Exercise: Copy, exactly and without additions, every line in the records below from the one holding "Query: woman's hand" through the one holding "Query: right photo panel", both ends included.

Saved entries:

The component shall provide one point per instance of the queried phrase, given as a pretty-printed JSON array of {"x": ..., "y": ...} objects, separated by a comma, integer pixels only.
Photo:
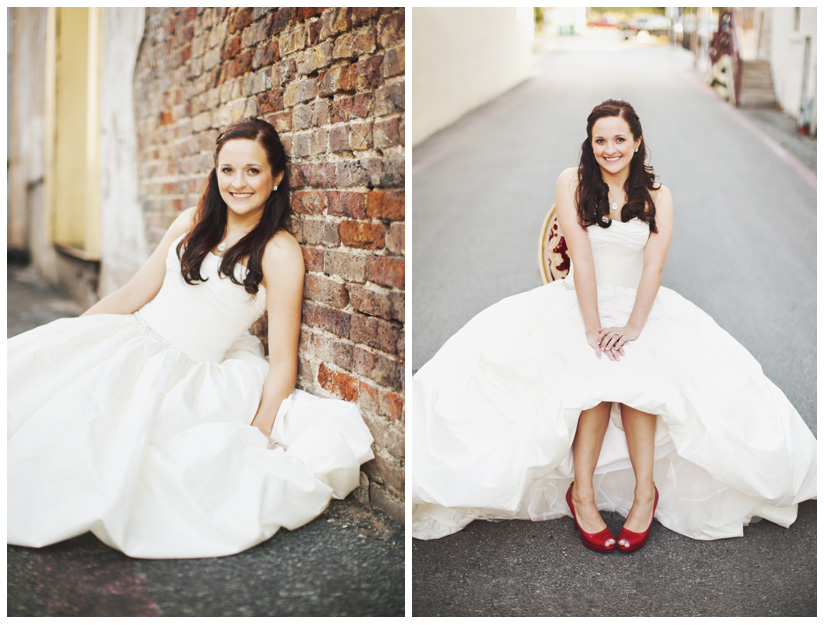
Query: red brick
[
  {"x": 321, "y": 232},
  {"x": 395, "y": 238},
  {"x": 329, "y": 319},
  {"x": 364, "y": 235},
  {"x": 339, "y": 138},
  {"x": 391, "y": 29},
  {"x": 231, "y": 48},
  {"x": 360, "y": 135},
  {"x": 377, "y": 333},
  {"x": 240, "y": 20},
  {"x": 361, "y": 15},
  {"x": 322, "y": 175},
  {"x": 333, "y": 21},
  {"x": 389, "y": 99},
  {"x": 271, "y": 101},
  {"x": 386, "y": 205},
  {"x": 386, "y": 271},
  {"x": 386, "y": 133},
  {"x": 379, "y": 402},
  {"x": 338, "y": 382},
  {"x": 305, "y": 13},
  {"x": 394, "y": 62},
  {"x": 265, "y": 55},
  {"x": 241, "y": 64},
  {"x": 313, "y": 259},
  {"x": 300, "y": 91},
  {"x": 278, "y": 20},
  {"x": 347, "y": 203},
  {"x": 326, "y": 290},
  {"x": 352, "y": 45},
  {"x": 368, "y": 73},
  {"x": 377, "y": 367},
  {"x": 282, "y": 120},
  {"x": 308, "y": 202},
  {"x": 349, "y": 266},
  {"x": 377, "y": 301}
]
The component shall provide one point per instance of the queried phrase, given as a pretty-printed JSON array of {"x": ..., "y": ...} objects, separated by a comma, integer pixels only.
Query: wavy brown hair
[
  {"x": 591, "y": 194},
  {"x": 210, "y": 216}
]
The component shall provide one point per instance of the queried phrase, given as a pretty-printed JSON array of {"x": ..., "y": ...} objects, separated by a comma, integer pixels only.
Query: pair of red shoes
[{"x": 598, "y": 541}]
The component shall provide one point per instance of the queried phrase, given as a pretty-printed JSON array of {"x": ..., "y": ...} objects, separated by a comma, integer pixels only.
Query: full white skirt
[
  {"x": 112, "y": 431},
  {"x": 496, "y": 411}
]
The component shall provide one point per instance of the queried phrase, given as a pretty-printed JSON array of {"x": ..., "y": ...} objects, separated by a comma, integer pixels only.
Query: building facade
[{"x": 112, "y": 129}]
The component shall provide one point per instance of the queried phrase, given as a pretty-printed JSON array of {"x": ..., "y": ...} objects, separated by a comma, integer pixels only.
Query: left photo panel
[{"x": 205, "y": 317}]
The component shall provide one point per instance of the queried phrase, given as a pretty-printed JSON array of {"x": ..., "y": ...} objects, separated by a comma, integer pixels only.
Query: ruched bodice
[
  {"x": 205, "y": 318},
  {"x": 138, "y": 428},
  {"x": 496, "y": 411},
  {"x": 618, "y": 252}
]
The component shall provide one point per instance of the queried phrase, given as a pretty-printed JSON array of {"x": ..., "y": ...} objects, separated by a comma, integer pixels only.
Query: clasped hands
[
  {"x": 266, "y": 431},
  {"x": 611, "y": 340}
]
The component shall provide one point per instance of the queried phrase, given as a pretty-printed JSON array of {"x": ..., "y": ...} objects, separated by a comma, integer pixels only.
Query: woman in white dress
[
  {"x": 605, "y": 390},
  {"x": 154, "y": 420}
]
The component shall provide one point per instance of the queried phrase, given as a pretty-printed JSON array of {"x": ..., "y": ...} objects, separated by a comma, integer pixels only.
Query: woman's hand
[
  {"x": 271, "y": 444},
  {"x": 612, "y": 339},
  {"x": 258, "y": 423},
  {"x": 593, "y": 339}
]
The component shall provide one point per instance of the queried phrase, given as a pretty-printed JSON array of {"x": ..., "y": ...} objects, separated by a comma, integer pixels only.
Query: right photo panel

* * *

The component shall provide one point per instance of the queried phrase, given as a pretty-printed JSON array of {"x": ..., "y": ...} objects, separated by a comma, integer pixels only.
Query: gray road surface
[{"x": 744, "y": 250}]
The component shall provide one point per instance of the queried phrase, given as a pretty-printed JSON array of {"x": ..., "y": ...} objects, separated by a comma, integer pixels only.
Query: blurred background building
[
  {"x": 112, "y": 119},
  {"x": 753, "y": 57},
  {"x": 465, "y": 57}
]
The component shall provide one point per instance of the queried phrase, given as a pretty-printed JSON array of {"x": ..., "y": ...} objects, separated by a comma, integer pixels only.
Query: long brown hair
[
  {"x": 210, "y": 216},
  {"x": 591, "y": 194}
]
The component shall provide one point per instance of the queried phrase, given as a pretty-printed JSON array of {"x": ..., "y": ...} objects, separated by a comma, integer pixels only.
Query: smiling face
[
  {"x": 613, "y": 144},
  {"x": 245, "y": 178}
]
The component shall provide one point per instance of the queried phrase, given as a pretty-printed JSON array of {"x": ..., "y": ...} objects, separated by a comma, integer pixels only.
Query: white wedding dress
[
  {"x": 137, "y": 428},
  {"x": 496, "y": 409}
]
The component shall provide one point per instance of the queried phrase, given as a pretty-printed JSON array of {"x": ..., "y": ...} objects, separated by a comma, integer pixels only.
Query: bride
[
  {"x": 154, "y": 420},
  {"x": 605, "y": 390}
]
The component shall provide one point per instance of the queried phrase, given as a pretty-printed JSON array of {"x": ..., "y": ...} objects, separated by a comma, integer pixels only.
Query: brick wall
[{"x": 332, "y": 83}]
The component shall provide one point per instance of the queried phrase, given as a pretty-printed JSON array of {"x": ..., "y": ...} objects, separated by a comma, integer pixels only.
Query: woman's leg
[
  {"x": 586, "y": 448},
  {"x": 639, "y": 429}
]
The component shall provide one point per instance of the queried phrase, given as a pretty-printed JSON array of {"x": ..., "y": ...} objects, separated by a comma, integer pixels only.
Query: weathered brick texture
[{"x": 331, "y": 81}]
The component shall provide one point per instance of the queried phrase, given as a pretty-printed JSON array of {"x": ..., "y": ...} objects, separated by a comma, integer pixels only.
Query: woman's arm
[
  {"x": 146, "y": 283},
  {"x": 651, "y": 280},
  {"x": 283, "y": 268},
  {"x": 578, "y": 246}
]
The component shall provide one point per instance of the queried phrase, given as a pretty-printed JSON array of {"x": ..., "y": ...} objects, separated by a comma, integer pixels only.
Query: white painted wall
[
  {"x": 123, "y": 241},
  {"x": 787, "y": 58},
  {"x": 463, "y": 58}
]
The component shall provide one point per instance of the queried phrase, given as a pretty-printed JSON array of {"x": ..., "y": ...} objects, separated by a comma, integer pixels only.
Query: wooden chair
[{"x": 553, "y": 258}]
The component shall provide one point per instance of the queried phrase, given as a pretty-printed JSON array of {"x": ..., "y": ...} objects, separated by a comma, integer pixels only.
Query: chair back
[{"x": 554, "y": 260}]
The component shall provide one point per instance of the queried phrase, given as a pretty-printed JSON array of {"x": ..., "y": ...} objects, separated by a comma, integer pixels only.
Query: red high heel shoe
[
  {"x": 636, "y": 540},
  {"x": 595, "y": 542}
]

--

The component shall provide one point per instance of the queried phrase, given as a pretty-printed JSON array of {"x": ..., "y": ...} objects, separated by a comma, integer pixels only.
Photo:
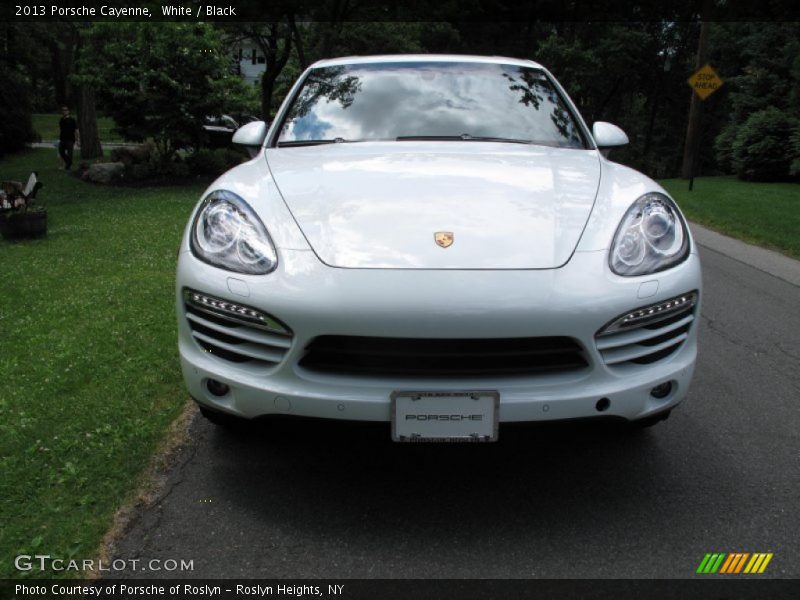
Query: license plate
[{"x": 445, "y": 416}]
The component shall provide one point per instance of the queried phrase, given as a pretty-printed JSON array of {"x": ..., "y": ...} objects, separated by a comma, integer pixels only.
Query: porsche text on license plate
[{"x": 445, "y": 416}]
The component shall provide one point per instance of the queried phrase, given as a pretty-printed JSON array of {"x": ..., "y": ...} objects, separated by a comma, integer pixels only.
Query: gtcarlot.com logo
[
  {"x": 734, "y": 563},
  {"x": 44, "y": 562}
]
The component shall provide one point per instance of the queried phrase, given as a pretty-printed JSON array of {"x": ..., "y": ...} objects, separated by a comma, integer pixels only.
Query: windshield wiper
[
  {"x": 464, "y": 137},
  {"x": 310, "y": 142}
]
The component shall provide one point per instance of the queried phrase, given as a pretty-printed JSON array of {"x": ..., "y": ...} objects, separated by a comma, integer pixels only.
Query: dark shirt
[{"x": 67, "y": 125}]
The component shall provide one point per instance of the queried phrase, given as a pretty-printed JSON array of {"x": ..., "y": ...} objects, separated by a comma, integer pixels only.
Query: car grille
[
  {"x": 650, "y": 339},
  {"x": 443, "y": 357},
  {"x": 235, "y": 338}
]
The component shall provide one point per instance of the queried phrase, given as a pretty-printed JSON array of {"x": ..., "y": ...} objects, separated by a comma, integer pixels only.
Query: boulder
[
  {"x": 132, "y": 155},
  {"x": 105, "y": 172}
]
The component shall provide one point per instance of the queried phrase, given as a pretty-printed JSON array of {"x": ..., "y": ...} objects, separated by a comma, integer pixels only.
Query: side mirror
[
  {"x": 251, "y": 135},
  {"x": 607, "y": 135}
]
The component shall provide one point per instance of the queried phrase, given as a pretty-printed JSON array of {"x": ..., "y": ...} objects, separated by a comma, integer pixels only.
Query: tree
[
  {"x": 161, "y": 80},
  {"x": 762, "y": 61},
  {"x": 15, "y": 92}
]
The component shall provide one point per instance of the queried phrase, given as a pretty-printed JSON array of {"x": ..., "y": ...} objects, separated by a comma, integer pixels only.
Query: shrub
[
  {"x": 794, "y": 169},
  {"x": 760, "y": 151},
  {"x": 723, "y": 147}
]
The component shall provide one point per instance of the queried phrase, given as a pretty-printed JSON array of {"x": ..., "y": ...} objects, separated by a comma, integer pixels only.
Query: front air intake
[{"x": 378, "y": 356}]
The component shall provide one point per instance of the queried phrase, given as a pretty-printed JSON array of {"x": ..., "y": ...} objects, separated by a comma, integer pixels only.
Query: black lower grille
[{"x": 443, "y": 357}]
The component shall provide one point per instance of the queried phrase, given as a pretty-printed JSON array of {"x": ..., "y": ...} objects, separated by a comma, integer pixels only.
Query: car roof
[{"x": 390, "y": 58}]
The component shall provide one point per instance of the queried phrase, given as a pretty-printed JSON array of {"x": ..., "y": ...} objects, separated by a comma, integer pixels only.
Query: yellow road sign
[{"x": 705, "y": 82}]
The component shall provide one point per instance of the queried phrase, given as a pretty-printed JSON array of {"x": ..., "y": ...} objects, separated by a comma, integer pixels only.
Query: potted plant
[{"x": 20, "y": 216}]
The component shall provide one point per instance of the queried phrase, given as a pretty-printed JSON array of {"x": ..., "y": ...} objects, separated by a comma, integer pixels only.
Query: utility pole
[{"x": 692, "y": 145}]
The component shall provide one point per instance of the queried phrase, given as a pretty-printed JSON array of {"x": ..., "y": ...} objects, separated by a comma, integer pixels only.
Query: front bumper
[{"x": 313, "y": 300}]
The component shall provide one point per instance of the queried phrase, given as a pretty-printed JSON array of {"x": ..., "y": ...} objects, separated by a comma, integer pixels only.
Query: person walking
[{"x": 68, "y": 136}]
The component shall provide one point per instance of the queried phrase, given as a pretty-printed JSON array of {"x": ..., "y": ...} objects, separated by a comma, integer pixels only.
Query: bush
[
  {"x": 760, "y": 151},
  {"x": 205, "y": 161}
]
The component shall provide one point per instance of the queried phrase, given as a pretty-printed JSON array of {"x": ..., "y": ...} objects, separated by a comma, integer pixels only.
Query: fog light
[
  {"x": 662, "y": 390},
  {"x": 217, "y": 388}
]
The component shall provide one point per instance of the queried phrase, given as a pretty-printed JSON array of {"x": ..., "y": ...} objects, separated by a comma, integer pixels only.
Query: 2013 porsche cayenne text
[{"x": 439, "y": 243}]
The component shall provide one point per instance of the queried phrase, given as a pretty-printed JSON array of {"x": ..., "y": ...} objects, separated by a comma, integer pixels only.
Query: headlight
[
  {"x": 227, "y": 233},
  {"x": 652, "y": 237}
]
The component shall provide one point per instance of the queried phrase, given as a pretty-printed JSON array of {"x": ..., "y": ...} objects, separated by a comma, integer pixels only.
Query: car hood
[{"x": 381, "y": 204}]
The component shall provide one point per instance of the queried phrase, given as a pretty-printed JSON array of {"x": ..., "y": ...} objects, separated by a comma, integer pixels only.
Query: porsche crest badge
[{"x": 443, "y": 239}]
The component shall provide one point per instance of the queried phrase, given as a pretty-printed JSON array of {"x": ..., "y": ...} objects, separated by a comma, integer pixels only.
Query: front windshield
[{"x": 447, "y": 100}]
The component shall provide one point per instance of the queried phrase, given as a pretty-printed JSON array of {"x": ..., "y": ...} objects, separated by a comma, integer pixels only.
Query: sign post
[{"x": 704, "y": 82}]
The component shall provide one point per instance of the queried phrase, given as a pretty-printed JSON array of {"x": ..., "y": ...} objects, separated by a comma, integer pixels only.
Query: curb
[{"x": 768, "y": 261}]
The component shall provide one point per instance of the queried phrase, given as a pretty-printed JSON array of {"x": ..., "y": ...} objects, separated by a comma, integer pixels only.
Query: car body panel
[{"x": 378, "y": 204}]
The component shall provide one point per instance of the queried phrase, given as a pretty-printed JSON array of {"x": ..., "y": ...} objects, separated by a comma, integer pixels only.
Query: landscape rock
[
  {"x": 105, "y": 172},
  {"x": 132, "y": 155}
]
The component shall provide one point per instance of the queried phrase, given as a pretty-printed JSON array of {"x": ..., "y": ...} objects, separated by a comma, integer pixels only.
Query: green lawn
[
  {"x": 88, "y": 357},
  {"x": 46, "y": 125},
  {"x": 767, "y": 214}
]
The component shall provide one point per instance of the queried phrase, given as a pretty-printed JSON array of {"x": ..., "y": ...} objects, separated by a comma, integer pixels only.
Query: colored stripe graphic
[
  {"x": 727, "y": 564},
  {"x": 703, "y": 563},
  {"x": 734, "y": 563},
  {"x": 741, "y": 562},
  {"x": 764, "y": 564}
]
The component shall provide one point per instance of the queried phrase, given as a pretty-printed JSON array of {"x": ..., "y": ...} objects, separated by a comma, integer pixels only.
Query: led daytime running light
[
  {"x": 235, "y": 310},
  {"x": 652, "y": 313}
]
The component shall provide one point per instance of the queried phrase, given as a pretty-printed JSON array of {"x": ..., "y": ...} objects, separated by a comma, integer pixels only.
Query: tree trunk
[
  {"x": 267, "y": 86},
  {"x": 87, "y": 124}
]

Solution for this task:
Query: woman's hand
[
  {"x": 271, "y": 444},
  {"x": 612, "y": 339},
  {"x": 258, "y": 423},
  {"x": 593, "y": 339}
]
The component shall provide one point per instance of the queried phrase, given as a pretty-printed JSON array of {"x": ..., "y": ...} objects, separated by a comma, integer pixels only.
Query: right photo panel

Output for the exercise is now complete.